## Begin Excerpted text
A statistical approach to the traceroute-like exploration of networks: theory and simulations
Luca Dall'Asta, Ignacio Alvarez-Hamelin, Alain Barrat, Alexei Vazquez,, Alessandro Vespignani

TL;DR
This paper analyzes the biases in network mapping via traceroute-like probes, providing a statistical framework that relates sampling accuracy to network topology and exploring strategies to optimize network discovery.
Contribution
It introduces a mean-field analytical model for sampling biases, linking detection probabilities to betweenness centrality, and evaluates sampling strategies through simulations.
Findings
Detection probability depends on betweenness centrality.
Shortest path sampling better characterizes scale-free networks.
Optimal exploration parameters improve node and edge discovery.
## End Excerpted text
## Begin Supplied entries
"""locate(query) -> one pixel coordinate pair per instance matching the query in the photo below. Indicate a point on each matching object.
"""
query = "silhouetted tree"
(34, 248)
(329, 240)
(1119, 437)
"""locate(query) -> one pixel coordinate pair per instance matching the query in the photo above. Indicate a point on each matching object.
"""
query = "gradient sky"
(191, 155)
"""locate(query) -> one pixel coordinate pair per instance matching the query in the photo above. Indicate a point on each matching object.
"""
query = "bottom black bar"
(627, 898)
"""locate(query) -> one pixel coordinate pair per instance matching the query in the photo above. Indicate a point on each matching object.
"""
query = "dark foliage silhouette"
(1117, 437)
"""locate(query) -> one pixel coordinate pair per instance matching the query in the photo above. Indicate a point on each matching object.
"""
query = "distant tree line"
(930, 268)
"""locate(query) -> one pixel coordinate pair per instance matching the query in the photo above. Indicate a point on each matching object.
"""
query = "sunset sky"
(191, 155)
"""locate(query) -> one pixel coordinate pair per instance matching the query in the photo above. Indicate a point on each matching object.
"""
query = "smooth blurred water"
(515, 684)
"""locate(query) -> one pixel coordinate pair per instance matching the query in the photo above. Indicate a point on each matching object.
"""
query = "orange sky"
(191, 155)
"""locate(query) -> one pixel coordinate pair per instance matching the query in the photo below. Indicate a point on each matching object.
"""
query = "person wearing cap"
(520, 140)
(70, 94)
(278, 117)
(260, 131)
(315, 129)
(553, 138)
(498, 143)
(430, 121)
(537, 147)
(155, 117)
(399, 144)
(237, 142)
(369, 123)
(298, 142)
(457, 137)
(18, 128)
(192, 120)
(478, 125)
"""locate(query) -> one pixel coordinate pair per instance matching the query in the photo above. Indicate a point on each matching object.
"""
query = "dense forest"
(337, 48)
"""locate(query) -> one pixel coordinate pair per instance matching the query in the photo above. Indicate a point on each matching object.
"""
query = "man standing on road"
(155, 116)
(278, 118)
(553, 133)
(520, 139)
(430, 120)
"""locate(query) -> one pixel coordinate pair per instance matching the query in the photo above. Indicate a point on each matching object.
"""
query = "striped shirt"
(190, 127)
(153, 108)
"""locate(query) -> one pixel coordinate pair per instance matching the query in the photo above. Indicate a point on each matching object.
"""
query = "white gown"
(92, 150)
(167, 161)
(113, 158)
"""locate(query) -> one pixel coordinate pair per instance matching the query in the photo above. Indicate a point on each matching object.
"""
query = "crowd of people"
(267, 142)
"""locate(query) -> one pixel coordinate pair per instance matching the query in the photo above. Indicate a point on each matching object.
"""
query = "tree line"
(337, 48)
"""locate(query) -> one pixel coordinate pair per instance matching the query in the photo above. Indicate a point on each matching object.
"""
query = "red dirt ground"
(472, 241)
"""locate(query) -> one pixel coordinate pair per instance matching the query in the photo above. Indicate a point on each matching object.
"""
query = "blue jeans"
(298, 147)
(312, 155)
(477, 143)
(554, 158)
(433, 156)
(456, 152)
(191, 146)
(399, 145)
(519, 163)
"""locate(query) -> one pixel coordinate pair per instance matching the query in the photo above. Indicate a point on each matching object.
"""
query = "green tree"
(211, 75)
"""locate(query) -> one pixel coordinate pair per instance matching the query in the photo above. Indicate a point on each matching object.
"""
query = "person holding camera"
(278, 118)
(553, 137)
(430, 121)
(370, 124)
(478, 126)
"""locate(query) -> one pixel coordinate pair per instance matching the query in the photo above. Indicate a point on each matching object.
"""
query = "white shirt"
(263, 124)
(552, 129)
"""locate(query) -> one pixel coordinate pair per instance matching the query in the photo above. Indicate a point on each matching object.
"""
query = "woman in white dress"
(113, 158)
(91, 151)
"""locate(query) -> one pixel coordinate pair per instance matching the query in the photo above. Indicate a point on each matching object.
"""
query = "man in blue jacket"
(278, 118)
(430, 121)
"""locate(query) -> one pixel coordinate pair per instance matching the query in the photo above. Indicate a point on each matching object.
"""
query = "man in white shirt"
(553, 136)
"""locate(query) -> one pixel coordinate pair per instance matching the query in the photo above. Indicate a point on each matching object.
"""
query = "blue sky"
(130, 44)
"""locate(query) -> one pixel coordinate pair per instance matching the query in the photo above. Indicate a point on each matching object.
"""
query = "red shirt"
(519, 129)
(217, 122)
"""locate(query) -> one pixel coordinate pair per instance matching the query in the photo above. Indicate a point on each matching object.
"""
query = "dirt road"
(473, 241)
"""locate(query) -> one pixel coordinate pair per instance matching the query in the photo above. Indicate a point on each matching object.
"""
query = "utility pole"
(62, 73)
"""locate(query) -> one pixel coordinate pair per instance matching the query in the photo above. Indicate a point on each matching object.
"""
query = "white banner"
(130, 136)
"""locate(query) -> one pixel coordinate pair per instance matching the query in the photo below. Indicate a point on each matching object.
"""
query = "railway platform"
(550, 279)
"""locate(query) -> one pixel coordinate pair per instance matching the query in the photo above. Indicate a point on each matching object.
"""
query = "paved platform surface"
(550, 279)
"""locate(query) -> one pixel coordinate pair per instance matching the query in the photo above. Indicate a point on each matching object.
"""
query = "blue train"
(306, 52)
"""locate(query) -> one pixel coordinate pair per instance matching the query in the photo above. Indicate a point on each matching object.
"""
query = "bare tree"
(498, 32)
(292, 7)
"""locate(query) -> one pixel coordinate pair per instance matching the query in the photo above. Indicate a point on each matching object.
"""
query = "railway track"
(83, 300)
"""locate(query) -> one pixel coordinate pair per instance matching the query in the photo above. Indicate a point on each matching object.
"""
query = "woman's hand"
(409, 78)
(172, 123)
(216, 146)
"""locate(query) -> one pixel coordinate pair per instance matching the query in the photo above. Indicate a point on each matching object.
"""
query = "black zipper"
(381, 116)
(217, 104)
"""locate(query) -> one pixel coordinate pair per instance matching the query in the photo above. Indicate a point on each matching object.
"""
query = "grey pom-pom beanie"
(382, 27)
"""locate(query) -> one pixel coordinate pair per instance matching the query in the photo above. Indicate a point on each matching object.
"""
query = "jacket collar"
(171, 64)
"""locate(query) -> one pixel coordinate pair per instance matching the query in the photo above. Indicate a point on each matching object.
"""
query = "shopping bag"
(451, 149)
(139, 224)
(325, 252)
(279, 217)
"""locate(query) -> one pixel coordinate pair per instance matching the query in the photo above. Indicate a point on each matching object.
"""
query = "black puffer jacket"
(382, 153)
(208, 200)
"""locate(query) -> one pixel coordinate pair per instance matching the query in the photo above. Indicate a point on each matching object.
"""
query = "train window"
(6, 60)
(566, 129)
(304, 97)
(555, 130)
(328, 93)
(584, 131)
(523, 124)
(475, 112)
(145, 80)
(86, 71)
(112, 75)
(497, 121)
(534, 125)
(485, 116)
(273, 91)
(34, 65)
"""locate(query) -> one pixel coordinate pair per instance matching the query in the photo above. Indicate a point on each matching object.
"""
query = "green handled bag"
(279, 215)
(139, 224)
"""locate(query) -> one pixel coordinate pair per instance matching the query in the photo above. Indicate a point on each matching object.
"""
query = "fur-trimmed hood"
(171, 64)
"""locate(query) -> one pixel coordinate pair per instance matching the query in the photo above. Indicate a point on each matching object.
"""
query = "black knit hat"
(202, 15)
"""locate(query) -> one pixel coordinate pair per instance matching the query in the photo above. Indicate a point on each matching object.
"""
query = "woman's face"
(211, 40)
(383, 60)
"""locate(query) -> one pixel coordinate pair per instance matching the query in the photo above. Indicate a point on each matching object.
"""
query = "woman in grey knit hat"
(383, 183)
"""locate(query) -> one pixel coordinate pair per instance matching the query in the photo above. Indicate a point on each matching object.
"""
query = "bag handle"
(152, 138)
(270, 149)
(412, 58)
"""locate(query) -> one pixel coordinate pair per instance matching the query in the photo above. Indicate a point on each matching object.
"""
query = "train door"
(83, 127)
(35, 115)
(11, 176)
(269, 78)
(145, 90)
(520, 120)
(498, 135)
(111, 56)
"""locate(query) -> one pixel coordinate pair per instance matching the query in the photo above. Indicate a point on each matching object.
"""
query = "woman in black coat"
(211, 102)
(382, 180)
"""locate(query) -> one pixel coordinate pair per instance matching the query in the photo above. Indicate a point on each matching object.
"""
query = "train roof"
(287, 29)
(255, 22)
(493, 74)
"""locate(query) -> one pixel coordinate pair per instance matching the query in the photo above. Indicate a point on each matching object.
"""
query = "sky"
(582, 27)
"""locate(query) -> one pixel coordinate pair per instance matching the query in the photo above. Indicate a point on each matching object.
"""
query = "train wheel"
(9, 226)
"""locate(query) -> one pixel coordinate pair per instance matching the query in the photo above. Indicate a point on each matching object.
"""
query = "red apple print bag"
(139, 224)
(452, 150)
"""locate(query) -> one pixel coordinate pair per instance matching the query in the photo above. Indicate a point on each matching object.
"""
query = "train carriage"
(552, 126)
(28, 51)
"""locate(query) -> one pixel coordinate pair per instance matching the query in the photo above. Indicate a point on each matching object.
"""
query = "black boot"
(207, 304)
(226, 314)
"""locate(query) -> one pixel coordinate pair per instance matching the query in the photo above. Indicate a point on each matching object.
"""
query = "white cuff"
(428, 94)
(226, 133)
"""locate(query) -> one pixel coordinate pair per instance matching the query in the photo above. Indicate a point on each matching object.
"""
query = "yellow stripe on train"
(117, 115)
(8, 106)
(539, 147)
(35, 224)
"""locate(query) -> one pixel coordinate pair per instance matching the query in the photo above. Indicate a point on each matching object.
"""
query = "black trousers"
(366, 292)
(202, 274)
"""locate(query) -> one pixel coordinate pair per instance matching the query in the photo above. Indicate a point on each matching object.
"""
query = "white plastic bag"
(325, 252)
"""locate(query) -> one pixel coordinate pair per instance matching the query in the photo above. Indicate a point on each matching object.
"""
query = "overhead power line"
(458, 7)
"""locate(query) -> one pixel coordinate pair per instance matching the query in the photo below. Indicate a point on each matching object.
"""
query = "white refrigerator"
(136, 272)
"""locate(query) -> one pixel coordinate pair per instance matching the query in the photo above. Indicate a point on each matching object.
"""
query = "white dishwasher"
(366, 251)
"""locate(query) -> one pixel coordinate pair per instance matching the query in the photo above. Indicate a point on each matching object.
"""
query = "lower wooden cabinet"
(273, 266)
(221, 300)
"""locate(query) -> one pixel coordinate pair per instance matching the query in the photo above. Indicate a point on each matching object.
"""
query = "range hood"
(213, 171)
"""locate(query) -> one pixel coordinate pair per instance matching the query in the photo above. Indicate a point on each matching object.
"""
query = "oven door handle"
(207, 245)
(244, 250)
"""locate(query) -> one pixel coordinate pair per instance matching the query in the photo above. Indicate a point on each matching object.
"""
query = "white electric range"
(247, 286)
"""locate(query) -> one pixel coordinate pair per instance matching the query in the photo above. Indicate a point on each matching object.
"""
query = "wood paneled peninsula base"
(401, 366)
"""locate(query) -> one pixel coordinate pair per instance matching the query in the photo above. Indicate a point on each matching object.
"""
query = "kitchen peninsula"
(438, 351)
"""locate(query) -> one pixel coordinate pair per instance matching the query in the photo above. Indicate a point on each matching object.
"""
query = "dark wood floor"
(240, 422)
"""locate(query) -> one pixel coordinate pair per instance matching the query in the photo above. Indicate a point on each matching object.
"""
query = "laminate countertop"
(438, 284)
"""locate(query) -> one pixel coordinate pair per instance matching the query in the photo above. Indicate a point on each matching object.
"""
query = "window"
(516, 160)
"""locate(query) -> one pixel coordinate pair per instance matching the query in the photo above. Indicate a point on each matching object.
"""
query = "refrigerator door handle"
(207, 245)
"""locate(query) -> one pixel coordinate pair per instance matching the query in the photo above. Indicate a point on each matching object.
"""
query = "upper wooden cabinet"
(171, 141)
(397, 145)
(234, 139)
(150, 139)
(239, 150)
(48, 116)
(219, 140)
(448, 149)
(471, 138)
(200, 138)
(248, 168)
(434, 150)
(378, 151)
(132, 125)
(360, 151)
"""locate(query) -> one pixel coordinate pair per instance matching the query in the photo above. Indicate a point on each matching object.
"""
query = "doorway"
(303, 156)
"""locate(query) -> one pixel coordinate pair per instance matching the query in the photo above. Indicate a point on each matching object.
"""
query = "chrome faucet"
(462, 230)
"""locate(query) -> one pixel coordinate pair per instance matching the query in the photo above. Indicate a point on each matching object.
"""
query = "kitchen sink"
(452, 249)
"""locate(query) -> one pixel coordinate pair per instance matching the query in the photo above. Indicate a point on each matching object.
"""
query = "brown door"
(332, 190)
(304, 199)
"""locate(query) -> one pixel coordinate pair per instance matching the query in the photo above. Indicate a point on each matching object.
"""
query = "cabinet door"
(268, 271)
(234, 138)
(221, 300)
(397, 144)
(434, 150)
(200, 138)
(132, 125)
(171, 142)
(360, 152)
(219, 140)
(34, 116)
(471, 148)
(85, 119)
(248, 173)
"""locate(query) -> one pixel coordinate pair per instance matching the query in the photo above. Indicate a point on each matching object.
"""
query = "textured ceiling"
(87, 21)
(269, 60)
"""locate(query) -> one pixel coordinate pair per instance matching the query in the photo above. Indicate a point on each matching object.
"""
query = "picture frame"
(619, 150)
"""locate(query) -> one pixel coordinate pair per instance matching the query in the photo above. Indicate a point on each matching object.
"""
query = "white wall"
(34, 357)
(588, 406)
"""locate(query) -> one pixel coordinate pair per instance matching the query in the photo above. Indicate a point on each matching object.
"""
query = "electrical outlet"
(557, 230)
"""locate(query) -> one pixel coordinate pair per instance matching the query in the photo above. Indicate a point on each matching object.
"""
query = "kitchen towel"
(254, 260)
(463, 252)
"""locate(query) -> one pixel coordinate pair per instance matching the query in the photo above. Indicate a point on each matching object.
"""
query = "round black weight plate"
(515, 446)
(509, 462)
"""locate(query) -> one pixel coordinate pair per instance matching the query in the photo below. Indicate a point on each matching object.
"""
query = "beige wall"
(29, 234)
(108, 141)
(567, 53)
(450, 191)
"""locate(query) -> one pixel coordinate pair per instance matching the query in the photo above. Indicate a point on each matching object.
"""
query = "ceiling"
## End Supplied entries
- _The task_
List every author named in the paper summary.

- _Task answer_
Luca Dall'Asta, Ignacio Alvarez-Hamelin, Alain Barrat, Alexei Vazquez, Alessandro Vespignani